Excerpts from a dataset

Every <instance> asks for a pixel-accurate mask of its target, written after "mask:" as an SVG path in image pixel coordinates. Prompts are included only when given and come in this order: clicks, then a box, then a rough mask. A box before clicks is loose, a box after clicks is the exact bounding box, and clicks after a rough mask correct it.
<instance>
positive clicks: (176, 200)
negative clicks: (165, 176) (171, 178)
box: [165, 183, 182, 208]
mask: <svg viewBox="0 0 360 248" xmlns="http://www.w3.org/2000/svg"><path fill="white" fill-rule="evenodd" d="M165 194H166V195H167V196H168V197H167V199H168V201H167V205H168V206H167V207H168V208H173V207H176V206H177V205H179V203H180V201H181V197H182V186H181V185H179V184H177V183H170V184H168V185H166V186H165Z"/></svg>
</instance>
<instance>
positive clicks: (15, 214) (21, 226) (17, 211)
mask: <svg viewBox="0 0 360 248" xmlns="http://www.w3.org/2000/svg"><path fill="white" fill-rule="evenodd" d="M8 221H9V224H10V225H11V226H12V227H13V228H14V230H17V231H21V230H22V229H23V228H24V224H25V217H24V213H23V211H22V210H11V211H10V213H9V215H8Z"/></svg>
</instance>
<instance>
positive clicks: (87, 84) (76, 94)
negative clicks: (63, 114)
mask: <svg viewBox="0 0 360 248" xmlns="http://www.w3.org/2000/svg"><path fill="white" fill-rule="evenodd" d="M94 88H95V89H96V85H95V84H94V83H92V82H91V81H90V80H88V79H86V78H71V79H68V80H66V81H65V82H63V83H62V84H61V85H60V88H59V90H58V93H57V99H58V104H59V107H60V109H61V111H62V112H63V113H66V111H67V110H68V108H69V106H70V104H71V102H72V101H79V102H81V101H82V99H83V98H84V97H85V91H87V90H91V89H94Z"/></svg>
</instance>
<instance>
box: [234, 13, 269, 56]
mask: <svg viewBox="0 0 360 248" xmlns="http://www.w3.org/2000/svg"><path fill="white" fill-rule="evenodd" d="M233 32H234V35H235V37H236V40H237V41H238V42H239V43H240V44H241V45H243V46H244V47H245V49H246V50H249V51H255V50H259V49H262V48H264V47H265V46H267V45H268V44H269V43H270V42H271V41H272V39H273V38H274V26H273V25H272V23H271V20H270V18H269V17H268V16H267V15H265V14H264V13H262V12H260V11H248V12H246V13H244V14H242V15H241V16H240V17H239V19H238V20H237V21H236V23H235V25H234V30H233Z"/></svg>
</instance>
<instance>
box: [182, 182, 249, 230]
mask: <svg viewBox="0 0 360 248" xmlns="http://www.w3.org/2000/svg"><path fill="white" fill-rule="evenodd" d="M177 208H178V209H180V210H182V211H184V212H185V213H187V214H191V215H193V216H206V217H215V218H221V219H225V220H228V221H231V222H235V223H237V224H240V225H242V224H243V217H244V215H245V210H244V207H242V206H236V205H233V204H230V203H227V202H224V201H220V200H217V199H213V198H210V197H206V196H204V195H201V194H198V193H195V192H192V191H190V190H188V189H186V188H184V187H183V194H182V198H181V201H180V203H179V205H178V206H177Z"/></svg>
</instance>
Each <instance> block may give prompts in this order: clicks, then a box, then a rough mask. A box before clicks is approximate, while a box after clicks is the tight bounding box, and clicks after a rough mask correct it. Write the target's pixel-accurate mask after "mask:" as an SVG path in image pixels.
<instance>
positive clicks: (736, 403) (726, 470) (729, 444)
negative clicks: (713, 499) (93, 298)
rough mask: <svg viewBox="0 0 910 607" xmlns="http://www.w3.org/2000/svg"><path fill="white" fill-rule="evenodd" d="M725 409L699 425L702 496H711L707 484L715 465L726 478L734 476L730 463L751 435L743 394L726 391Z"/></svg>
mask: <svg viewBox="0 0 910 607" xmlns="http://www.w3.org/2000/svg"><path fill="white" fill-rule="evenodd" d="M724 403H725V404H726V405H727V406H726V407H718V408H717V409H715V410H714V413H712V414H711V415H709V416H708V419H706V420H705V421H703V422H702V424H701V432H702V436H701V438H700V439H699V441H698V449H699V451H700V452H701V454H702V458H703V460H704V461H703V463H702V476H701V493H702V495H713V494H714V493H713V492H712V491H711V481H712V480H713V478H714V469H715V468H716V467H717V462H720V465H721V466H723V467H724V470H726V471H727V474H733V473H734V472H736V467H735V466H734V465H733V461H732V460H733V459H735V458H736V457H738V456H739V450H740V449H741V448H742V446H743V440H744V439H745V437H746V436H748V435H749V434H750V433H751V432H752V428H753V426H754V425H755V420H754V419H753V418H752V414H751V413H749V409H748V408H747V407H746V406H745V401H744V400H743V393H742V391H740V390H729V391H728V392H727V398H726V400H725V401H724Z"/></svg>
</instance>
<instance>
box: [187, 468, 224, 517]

Assignment:
Output the records above precisely.

Completed exercise:
Every <instance> asks for a pixel-accurate mask of its target, written after "mask:" as an SVG path in image pixel coordinates. Prompts are included only when given and come in this order: clicks, then a box, then a rough mask. A box before clicks is loose, a box after clicks is the exact bounding box, and clicks after a rough mask correct it.
<instance>
positive clicks: (176, 200)
negative clicks: (165, 176) (171, 178)
box: [165, 183, 182, 208]
mask: <svg viewBox="0 0 360 248" xmlns="http://www.w3.org/2000/svg"><path fill="white" fill-rule="evenodd" d="M165 194H166V195H167V196H168V197H167V199H168V201H167V205H168V206H167V207H168V208H173V207H176V206H177V205H179V203H180V201H181V197H182V186H181V185H179V184H177V183H170V184H168V185H166V186H165Z"/></svg>
</instance>
<instance>
positive clicks: (15, 214) (21, 226) (17, 211)
mask: <svg viewBox="0 0 360 248" xmlns="http://www.w3.org/2000/svg"><path fill="white" fill-rule="evenodd" d="M8 221H9V224H10V225H11V226H12V227H13V228H14V230H17V231H21V230H22V229H23V228H24V224H25V217H24V213H23V211H22V210H11V211H10V213H9V215H8Z"/></svg>
</instance>
<instance>
positive clicks: (87, 84) (76, 94)
negative clicks: (63, 114)
mask: <svg viewBox="0 0 360 248" xmlns="http://www.w3.org/2000/svg"><path fill="white" fill-rule="evenodd" d="M94 88H95V89H96V85H95V84H94V83H92V82H91V81H90V80H88V79H86V78H71V79H68V80H66V81H65V82H63V83H62V84H61V85H60V88H59V90H58V93H57V99H58V104H59V107H60V109H61V111H62V112H63V113H66V111H67V110H68V108H69V106H70V104H71V102H72V101H79V102H81V101H82V99H83V98H84V97H85V91H87V90H91V89H94Z"/></svg>
</instance>
<instance>
box: [234, 13, 269, 56]
mask: <svg viewBox="0 0 360 248" xmlns="http://www.w3.org/2000/svg"><path fill="white" fill-rule="evenodd" d="M233 32H234V35H235V37H236V40H237V41H238V42H239V43H240V44H241V45H243V46H244V47H245V49H246V50H249V51H255V50H259V49H262V48H264V47H265V46H267V45H268V44H269V43H270V42H271V41H272V39H273V38H274V26H273V25H272V23H271V20H270V18H269V17H268V16H267V15H265V14H264V13H262V12H260V11H248V12H246V13H244V14H242V15H241V16H240V17H239V19H238V20H237V21H236V23H235V25H234V30H233Z"/></svg>
</instance>
<instance>
box: [182, 182, 249, 230]
mask: <svg viewBox="0 0 360 248" xmlns="http://www.w3.org/2000/svg"><path fill="white" fill-rule="evenodd" d="M177 208H178V209H180V210H182V211H184V212H185V213H187V214H191V215H193V216H206V217H215V218H221V219H225V220H228V221H231V222H235V223H237V224H240V225H242V224H243V217H244V215H245V210H244V207H242V206H236V205H233V204H230V203H227V202H224V201H220V200H217V199H213V198H210V197H206V196H204V195H201V194H198V193H195V192H192V191H190V190H188V189H186V188H184V187H183V194H182V198H181V201H180V203H179V205H178V206H177Z"/></svg>
</instance>
Each <instance> block may give prompts in this order: clicks, then a box, then a rough mask. A box before clicks is approximate, while a box after clicks is the tight bounding box, and clicks after a rough mask correct it. Write the target's pixel-accurate mask after "mask:" as an SVG path in image pixels.
<instance>
positive clicks: (736, 403) (726, 470) (729, 444)
negative clicks: (713, 499) (93, 298)
rough mask: <svg viewBox="0 0 910 607" xmlns="http://www.w3.org/2000/svg"><path fill="white" fill-rule="evenodd" d="M725 409L699 425L702 496H711L707 484L715 465L726 478L734 476L730 463L751 435L743 394L726 391Z"/></svg>
mask: <svg viewBox="0 0 910 607" xmlns="http://www.w3.org/2000/svg"><path fill="white" fill-rule="evenodd" d="M724 403H725V404H726V405H727V406H726V407H718V408H717V409H715V410H714V413H712V414H711V415H709V416H708V419H706V420H705V421H703V422H702V424H701V432H702V436H701V438H700V439H699V441H698V449H699V451H700V452H701V454H702V458H703V460H704V461H703V463H702V476H701V493H702V495H713V494H714V493H713V492H712V491H711V481H712V480H713V478H714V469H715V468H716V467H717V462H720V465H721V466H723V467H724V470H726V471H727V474H733V473H734V472H736V467H735V466H734V465H733V461H732V460H733V459H735V458H736V457H738V456H739V450H740V449H741V448H742V446H743V440H744V439H745V437H746V436H748V435H749V434H750V433H751V432H752V428H753V426H754V425H755V420H754V419H753V418H752V414H751V413H749V409H748V408H747V407H746V406H745V401H744V400H743V393H742V391H740V390H729V391H728V392H727V398H726V400H725V401H724Z"/></svg>
</instance>
<instance>
box: [187, 468, 224, 517]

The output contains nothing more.